= Stated problem 1 =
Turn the rows below, from the line containing "Q: For the photo above, point to the green front" through the end of the rows, into a JSON list of strings, one string per line, with blank lines left out. Leave the pictures out of the answer.

= Quoted text =
# This is an attempt to fine tune the [music generator model](https://github.com/facebookresearch/audiocraft) developed by Meta.  This example references https://github.com/chavinlo/musicgen_trainer.git

MUSICGEN is an autoregressive transformer-based decoder conditioned on text or melodic representation. In this example, we will only work on fine tuning the transformer with or without the text prompts.

## Prerequisites

Prepare audio files (.wav) and text prompts (.txt) and put them into the same directory to be used for training. The audio and text prompts should have corresponding file names and only differ by their extensions. Text prompts are optional and usually contain descriptions of the audio; the title of the audio/song is a good place to start.

= Input material =
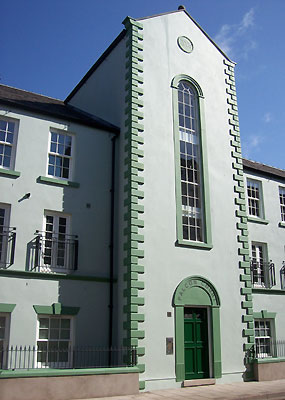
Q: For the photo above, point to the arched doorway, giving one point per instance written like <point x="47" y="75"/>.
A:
<point x="197" y="329"/>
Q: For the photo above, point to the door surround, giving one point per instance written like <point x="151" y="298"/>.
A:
<point x="197" y="291"/>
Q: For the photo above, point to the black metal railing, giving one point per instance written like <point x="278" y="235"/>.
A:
<point x="33" y="357"/>
<point x="269" y="348"/>
<point x="282" y="276"/>
<point x="262" y="274"/>
<point x="55" y="252"/>
<point x="7" y="246"/>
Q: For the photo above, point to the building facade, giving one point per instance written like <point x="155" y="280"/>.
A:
<point x="148" y="230"/>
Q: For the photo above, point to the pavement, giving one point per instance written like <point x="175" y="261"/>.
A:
<point x="233" y="391"/>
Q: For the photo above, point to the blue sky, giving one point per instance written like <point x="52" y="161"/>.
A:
<point x="47" y="46"/>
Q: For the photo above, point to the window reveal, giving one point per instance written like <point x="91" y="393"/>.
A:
<point x="7" y="143"/>
<point x="263" y="337"/>
<point x="59" y="158"/>
<point x="55" y="253"/>
<point x="254" y="198"/>
<point x="190" y="163"/>
<point x="54" y="341"/>
<point x="258" y="264"/>
<point x="282" y="203"/>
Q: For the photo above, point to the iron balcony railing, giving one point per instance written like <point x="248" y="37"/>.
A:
<point x="55" y="252"/>
<point x="262" y="274"/>
<point x="7" y="246"/>
<point x="267" y="348"/>
<point x="34" y="357"/>
<point x="282" y="276"/>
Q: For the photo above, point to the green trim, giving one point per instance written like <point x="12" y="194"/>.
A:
<point x="5" y="307"/>
<point x="262" y="208"/>
<point x="258" y="220"/>
<point x="56" y="309"/>
<point x="57" y="182"/>
<point x="141" y="385"/>
<point x="66" y="372"/>
<point x="198" y="245"/>
<point x="52" y="277"/>
<point x="10" y="173"/>
<point x="239" y="200"/>
<point x="268" y="291"/>
<point x="264" y="314"/>
<point x="207" y="244"/>
<point x="193" y="291"/>
<point x="183" y="77"/>
<point x="269" y="360"/>
<point x="134" y="210"/>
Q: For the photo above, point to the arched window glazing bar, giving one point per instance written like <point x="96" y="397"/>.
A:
<point x="190" y="163"/>
<point x="192" y="186"/>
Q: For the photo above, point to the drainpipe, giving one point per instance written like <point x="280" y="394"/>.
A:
<point x="111" y="247"/>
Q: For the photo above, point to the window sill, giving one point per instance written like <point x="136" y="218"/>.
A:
<point x="197" y="245"/>
<point x="268" y="291"/>
<point x="9" y="173"/>
<point x="258" y="220"/>
<point x="269" y="359"/>
<point x="57" y="182"/>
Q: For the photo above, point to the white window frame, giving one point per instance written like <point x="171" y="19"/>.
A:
<point x="56" y="154"/>
<point x="255" y="185"/>
<point x="53" y="267"/>
<point x="282" y="202"/>
<point x="53" y="364"/>
<point x="4" y="245"/>
<point x="13" y="145"/>
<point x="5" y="341"/>
<point x="261" y="259"/>
<point x="264" y="338"/>
<point x="193" y="224"/>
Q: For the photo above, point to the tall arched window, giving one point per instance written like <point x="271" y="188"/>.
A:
<point x="190" y="163"/>
<point x="191" y="187"/>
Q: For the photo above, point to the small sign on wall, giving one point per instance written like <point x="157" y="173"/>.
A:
<point x="169" y="346"/>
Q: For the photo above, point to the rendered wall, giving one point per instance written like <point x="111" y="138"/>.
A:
<point x="103" y="93"/>
<point x="167" y="264"/>
<point x="272" y="233"/>
<point x="89" y="207"/>
<point x="69" y="387"/>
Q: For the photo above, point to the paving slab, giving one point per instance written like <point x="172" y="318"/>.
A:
<point x="273" y="390"/>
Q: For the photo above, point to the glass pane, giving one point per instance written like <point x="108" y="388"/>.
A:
<point x="65" y="323"/>
<point x="65" y="334"/>
<point x="53" y="137"/>
<point x="43" y="334"/>
<point x="2" y="333"/>
<point x="44" y="322"/>
<point x="61" y="139"/>
<point x="9" y="138"/>
<point x="11" y="126"/>
<point x="54" y="322"/>
<point x="54" y="334"/>
<point x="3" y="125"/>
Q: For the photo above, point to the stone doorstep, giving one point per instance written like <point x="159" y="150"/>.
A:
<point x="199" y="382"/>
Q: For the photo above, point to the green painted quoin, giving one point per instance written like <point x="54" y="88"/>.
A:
<point x="240" y="201"/>
<point x="134" y="195"/>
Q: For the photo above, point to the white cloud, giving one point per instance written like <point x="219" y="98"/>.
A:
<point x="233" y="39"/>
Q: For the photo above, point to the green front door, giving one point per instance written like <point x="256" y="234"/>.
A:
<point x="196" y="343"/>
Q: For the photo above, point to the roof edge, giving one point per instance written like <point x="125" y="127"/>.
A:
<point x="100" y="124"/>
<point x="263" y="168"/>
<point x="96" y="65"/>
<point x="196" y="23"/>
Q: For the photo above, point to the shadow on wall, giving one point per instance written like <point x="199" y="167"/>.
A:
<point x="88" y="208"/>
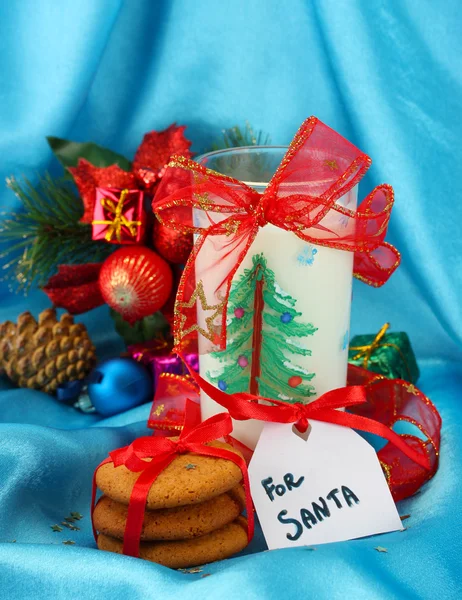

= Stated problem 2 =
According to the MusicGen fine-tuning text, what is a good place to start when writing a text prompt?

= Full response 1 =
[
  "Q: For the photo above, point to the green front door, giving one point per instance written like <point x=\"256\" y=\"234\"/>.",
  "A:",
  "<point x=\"196\" y=\"343\"/>",
  "Q: For the photo above, point to the roof edge, giving one point per instance written like <point x=\"125\" y=\"127\"/>.",
  "A:",
  "<point x=\"100\" y=\"124\"/>",
  "<point x=\"263\" y=\"168\"/>",
  "<point x=\"96\" y=\"65\"/>",
  "<point x=\"196\" y=\"23\"/>",
  "Q: For the photo above, point to the shadow on wall, giving one point per instance written like <point x=\"199\" y=\"167\"/>.",
  "A:",
  "<point x=\"88\" y=\"208\"/>"
]

= Full response 2 =
The title of the audio or song.